__DATA SECTION__.
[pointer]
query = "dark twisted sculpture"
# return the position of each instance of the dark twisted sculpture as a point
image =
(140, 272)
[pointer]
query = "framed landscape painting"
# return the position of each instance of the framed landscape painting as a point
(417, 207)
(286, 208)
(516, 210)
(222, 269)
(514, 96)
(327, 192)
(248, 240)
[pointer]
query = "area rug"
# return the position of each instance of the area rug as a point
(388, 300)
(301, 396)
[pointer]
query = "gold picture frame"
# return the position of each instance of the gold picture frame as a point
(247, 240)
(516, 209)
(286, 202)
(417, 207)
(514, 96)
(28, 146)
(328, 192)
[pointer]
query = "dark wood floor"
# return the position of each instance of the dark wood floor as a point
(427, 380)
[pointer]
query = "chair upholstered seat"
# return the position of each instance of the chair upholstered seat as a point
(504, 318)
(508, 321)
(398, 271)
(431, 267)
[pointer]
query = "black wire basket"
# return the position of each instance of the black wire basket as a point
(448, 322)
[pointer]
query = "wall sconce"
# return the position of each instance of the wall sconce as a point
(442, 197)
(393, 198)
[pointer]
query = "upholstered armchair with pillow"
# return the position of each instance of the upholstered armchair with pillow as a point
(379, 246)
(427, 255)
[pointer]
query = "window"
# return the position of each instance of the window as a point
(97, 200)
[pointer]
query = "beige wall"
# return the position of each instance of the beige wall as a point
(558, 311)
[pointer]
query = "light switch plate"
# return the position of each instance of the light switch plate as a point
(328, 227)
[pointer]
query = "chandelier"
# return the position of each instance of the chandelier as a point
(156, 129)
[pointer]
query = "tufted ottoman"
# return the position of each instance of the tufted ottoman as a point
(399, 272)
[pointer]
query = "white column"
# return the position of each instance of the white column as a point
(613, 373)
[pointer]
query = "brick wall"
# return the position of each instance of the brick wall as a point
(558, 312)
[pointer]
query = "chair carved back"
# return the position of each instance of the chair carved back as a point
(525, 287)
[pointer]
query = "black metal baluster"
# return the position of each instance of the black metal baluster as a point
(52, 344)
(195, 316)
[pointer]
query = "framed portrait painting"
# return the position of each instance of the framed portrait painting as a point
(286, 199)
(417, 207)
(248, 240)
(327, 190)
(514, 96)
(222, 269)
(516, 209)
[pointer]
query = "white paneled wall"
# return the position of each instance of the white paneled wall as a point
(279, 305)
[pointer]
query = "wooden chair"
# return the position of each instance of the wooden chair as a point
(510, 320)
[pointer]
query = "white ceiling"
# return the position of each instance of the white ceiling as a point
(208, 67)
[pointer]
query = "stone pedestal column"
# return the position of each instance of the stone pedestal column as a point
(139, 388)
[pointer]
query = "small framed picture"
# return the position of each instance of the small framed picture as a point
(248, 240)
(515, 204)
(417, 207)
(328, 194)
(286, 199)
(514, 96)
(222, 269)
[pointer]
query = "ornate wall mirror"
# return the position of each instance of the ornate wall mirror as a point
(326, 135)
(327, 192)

__WHAT THE EXERCISE ASKS__.
Reproduce each record shown above without altering a single word.

__RESPONSE TO THE TASK__.
[pointer]
query = "dark twisted sculpture"
# return the position of each instance of the dark twisted sculpture as a point
image =
(140, 272)
[pointer]
query = "framed landscape painting"
# return the position of each instance of the framed landscape painting as a point
(417, 207)
(286, 208)
(516, 210)
(222, 269)
(514, 96)
(327, 192)
(248, 240)
[pointer]
query = "area rug"
# return the position of each instance of the area rug as a point
(388, 300)
(301, 396)
[pointer]
query = "gold picture frame"
# return the position of each instance of the gold picture frame as a point
(247, 240)
(516, 209)
(286, 202)
(417, 207)
(514, 96)
(28, 146)
(328, 192)
[pointer]
query = "dark wood floor"
# return the position of each instance of the dark wood floor as a point
(427, 380)
[pointer]
query = "chair upholstered seat"
# return the position of each instance of the chair upholstered seat as a point
(504, 318)
(508, 321)
(398, 271)
(431, 267)
[pointer]
query = "black wire basket"
# return the position of each instance of the black wire basket as a point
(448, 322)
[pointer]
query = "wall sconce"
# return the position of each instance of the wall sconce as a point
(442, 197)
(393, 198)
[pointer]
query = "upholstered armchair with pillow"
# return the position of each instance of the upholstered armchair with pillow as a point
(379, 246)
(427, 255)
[pointer]
query = "window"
# return the position of each instance of the window as a point
(97, 200)
[pointer]
query = "beige wall"
# return the position of each instance of the beige wall as a point
(558, 311)
[pointer]
query = "light switch plate"
# return the position of each instance of the light switch plate as a point
(328, 227)
[pointer]
query = "chandelier"
# return the position of each instance of the chandelier as a point
(156, 129)
[pointer]
query = "tufted ottoman"
# return the position of each instance of the tufted ottoman as a point
(399, 272)
[pointer]
query = "white column"
# return the position of each instance of the white column as a point
(613, 373)
[pointer]
query = "brick wall"
# return the position of each instance of the brick wall as a point
(558, 312)
[pointer]
query = "chair carved back"
# return the position of each instance of the chair carved back as a point
(525, 287)
[pointer]
query = "black metal baluster"
# return the position of each instance of the black metal baluster as a point
(52, 344)
(195, 316)
[pointer]
query = "framed portrait painting"
# return the position of each instance of the framed portrait painting as a point
(286, 199)
(417, 207)
(248, 240)
(327, 190)
(514, 96)
(222, 269)
(516, 209)
[pointer]
query = "white paneled wall"
# return the position of each instance of the white paneled wall as a point
(279, 305)
[pointer]
query = "wooden chair"
# return the position of each instance of the wooden chair as a point
(510, 320)
[pointer]
query = "white ceiling"
# return the position of each instance of the white ceiling as a point
(208, 67)
[pointer]
query = "stone pedestal column"
# return the position of each instance of the stone pedestal column as a point
(139, 388)
[pointer]
query = "small framed picture"
# return the position of each instance of the small framed picture as a point
(248, 240)
(515, 204)
(417, 207)
(328, 194)
(286, 199)
(514, 96)
(222, 269)
[pointer]
query = "ornate wall mirror"
# return the position of each instance of the ornate wall mirror as a point
(326, 135)
(327, 192)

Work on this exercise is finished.